Print the entries below from the line with "Pretty please, detect the partially" to the line with "[289,244,323,271]", both included, reproducing every line verbatim.

Recorded data:

+++

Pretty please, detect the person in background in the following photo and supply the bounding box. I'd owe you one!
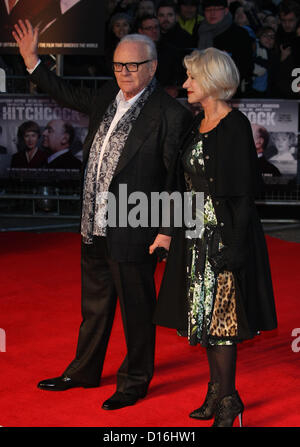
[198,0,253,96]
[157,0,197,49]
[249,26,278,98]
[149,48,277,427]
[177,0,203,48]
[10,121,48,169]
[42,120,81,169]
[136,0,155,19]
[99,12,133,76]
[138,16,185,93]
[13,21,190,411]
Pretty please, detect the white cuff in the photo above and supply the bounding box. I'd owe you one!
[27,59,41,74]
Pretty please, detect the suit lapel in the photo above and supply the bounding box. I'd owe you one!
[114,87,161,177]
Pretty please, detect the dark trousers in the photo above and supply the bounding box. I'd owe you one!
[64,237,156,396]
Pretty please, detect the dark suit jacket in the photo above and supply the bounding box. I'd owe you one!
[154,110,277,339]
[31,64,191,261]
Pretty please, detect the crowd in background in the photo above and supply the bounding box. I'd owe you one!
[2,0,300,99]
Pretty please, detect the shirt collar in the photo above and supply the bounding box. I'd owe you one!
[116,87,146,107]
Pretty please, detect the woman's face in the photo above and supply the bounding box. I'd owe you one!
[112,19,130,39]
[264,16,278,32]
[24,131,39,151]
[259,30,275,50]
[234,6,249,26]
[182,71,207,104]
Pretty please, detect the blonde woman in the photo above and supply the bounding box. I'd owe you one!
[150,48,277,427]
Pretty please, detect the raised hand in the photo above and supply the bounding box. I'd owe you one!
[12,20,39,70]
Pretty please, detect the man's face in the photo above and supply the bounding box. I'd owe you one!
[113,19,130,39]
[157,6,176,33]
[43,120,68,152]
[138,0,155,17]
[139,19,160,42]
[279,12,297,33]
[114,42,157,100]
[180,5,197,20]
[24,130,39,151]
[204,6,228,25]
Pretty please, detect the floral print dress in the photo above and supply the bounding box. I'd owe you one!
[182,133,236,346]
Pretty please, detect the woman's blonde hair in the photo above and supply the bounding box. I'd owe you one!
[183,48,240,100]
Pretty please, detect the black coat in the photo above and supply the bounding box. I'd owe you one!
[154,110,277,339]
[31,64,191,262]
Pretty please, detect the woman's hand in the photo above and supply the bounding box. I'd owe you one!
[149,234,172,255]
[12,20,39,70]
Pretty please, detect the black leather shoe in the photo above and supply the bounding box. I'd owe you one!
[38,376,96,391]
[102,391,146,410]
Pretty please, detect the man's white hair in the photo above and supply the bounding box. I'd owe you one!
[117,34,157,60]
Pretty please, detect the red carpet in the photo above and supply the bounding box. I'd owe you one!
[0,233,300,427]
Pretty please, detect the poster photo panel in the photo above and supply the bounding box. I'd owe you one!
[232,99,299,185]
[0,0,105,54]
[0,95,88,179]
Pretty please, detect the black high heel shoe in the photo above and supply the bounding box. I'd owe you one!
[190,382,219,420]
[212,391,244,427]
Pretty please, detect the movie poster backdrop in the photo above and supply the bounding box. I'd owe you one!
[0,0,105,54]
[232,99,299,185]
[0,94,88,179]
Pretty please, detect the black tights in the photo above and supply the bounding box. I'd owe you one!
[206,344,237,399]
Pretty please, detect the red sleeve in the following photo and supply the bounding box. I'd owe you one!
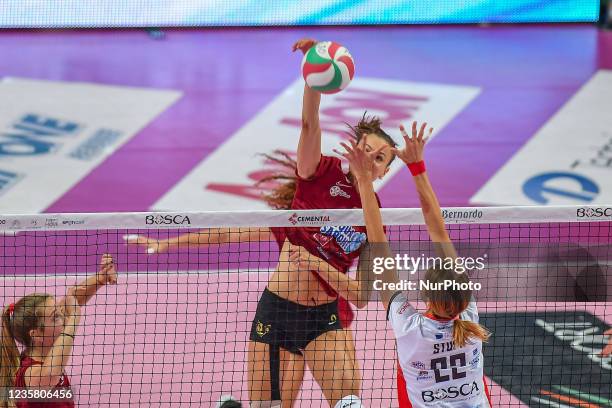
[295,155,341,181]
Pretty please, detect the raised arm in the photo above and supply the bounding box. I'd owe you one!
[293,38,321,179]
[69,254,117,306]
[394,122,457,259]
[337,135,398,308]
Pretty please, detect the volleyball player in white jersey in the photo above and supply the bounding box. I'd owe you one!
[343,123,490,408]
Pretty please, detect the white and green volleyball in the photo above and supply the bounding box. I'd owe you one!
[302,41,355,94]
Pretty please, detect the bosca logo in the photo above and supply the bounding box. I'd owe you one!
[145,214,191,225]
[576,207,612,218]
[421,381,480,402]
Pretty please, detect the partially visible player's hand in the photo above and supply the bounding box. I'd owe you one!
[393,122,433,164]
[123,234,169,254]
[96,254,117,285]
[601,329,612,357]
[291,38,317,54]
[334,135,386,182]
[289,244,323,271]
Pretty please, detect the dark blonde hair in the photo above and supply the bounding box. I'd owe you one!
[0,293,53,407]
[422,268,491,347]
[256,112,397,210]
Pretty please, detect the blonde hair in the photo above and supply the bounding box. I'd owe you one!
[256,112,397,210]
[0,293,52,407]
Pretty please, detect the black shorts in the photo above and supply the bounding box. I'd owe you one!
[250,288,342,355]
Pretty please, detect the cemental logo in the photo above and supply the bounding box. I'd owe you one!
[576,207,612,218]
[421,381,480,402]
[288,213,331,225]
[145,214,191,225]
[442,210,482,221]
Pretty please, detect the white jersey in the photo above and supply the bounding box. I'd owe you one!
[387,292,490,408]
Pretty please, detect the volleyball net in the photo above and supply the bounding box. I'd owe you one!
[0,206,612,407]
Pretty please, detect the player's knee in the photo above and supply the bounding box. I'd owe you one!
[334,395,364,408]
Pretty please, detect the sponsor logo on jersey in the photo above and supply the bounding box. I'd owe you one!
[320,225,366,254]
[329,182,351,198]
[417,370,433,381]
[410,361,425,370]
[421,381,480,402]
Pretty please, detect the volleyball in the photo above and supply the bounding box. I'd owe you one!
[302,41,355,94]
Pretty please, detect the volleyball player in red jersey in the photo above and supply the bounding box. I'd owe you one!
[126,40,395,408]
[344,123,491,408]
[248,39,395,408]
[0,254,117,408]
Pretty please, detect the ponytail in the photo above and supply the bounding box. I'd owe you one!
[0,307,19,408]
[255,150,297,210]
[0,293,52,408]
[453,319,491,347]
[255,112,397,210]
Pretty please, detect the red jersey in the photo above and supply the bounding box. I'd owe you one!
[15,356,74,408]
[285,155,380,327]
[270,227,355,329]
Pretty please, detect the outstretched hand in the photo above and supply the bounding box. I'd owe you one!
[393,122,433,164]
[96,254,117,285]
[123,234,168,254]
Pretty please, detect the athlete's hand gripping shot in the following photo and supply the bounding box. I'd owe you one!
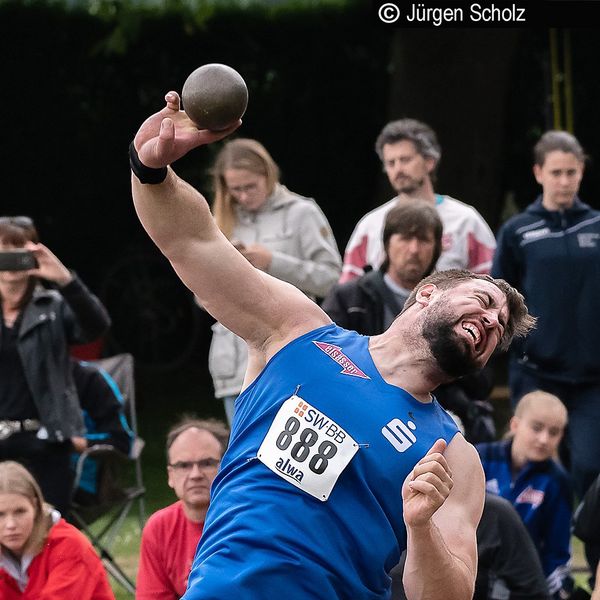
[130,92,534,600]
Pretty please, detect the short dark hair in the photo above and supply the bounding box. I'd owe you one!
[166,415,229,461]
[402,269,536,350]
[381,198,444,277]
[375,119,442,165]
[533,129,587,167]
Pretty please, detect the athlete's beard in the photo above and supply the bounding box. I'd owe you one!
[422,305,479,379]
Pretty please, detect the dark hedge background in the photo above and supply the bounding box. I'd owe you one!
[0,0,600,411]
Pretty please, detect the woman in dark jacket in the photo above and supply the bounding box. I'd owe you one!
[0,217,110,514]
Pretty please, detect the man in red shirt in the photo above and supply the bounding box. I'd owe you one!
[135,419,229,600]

+++

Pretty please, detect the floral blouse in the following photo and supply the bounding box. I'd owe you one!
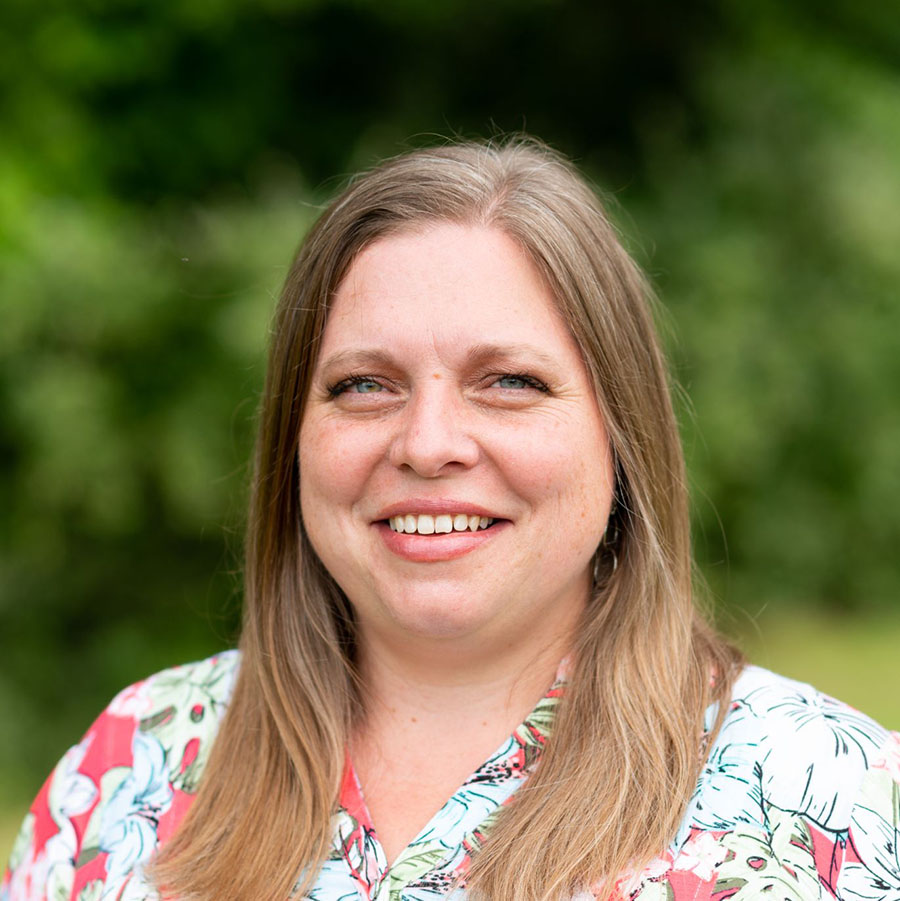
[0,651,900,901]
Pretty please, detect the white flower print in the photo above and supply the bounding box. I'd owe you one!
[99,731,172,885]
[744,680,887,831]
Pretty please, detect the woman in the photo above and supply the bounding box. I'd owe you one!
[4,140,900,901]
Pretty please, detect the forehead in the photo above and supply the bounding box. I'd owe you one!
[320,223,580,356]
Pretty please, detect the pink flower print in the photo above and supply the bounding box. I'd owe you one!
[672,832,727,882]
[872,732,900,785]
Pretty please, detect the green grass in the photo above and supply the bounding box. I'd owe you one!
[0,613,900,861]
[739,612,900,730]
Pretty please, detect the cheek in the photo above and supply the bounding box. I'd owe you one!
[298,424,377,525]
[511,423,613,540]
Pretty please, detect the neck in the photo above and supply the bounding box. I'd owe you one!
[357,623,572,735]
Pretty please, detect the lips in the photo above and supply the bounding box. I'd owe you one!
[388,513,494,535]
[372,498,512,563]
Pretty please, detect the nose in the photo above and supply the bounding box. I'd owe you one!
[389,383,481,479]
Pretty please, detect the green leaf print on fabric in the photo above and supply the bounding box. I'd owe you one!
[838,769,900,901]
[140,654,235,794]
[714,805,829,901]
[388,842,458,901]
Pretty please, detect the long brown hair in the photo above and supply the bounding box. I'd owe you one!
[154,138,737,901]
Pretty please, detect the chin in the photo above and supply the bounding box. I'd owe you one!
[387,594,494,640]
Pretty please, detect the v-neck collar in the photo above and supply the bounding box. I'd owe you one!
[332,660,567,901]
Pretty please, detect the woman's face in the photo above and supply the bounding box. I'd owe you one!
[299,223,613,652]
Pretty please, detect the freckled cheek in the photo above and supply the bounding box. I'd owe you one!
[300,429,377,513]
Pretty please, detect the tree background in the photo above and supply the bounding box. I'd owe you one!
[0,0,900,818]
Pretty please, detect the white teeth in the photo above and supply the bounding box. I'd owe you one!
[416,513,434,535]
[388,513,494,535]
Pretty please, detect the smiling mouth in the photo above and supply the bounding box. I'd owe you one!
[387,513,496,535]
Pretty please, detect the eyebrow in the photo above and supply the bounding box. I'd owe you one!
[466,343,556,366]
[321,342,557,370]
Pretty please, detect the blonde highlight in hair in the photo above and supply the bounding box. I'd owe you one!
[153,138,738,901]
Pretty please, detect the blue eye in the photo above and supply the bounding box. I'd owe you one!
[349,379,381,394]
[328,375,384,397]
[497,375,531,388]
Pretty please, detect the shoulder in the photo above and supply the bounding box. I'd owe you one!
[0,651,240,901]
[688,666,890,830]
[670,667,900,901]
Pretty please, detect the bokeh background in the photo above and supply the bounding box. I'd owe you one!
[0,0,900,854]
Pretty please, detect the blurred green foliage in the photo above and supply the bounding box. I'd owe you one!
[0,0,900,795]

+++

Output of the exercise:
Pretty please, detect the partially visible player's hand in the photo above and supply the bounding box. I'd owe you one!
[393,122,433,164]
[123,234,169,254]
[96,254,117,285]
[601,329,612,357]
[291,38,317,54]
[334,135,386,182]
[289,244,323,271]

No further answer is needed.